## What needs to be done
Please rewrite all of the material, substituting "integer coordinates" for "whole-pixel coordinates" wherever it occurs and leaving everything else unchanged.

## Labeling and segmentation records
☆ ☆ ☆

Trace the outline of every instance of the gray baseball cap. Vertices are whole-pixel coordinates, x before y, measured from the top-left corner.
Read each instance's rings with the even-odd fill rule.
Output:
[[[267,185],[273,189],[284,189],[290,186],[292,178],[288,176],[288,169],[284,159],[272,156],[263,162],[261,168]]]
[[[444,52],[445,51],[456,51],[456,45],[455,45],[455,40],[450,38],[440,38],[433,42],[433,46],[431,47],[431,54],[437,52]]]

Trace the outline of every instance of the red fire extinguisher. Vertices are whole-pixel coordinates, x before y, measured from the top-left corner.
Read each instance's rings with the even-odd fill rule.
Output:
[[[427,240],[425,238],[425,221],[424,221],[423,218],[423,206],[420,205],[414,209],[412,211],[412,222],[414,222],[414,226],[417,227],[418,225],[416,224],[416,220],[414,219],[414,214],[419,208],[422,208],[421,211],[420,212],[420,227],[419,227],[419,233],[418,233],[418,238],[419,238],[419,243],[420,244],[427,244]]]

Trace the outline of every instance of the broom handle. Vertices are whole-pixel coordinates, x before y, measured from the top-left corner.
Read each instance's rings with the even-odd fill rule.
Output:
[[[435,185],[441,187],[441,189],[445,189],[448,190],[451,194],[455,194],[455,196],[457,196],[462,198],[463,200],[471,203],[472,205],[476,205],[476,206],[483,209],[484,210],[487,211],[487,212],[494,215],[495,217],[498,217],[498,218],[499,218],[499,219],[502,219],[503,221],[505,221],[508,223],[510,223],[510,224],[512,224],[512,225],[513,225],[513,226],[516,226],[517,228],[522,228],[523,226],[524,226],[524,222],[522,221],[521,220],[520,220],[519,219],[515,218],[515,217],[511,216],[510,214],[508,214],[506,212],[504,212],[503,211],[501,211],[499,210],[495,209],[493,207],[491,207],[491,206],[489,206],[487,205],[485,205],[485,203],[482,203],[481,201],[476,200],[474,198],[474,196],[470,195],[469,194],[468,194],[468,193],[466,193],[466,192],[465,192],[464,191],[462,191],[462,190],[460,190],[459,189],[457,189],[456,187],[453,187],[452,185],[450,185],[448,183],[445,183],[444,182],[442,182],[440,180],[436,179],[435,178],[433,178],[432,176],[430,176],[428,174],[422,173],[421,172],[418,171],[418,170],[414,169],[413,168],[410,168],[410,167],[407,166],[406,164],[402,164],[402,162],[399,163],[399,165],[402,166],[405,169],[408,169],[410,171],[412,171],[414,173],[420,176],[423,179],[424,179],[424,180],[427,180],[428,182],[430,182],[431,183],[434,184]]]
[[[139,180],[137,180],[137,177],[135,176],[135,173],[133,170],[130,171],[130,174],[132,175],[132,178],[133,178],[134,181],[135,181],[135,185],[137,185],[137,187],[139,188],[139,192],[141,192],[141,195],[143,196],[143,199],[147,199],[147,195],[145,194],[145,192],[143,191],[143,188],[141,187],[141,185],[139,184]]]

☆ ☆ ☆

## Output below
Trace the outline of every instance of the gray baseball cap. Vertices are integer coordinates, x before y, measured from the top-left corner.
Read each instance's rings with the even-odd fill rule.
Output:
[[[267,185],[273,189],[284,189],[290,186],[292,178],[288,176],[288,169],[284,159],[272,156],[263,162],[261,168]]]
[[[444,52],[445,51],[456,51],[456,45],[455,45],[455,40],[450,38],[440,38],[433,42],[433,46],[431,47],[431,54],[437,52]]]

Trace the outline of every instance of the red fire extinguisher. Vertices are integer coordinates, x before y, measured from the top-left corner.
Read each instance's rings with the even-odd fill rule.
Output:
[[[427,240],[425,238],[425,221],[424,221],[423,218],[423,206],[420,205],[414,209],[412,211],[412,222],[414,222],[414,226],[417,227],[418,225],[416,224],[416,220],[414,219],[414,214],[419,208],[422,208],[421,211],[420,212],[420,227],[419,227],[419,233],[418,233],[418,238],[419,238],[419,243],[420,244],[427,244]]]

Trace the outline of every instance of the broom handle. Vertices are integer coordinates, x before y, measured from the top-left corner.
Read each instance's rings with the even-odd fill rule.
Output:
[[[435,185],[441,187],[441,189],[445,189],[448,190],[451,194],[455,194],[455,196],[457,196],[462,198],[463,200],[471,203],[472,205],[476,205],[476,206],[483,209],[484,210],[487,211],[487,212],[494,215],[495,217],[498,217],[498,218],[499,218],[499,219],[502,219],[503,221],[505,221],[508,223],[510,223],[510,224],[512,224],[512,225],[513,225],[513,226],[516,226],[517,228],[522,228],[523,226],[524,226],[524,222],[522,221],[521,220],[520,220],[519,219],[515,218],[515,217],[511,216],[510,214],[508,214],[506,212],[504,212],[503,211],[501,211],[499,210],[495,209],[493,207],[491,207],[491,206],[489,206],[487,205],[485,205],[485,203],[482,203],[481,201],[476,200],[474,198],[474,196],[470,195],[469,194],[468,194],[468,193],[466,193],[466,192],[465,192],[464,191],[462,191],[462,190],[460,190],[459,189],[457,189],[456,187],[453,187],[452,185],[450,185],[448,183],[445,183],[444,182],[442,182],[440,180],[436,179],[435,178],[433,178],[432,176],[430,176],[428,174],[422,173],[421,172],[418,171],[418,170],[414,169],[413,168],[410,168],[410,167],[407,166],[406,164],[402,164],[402,162],[399,163],[399,165],[402,166],[405,169],[408,169],[410,171],[412,171],[414,173],[420,176],[423,179],[424,179],[424,180],[427,180],[428,182],[430,182],[431,183],[434,184]]]
[[[139,180],[137,180],[137,177],[135,176],[135,173],[133,170],[130,171],[130,174],[132,175],[132,178],[133,178],[134,181],[135,181],[135,185],[137,185],[137,187],[139,188],[139,192],[141,192],[141,195],[143,196],[143,199],[147,199],[147,195],[145,194],[145,192],[143,191],[143,188],[141,187],[141,185],[139,184]]]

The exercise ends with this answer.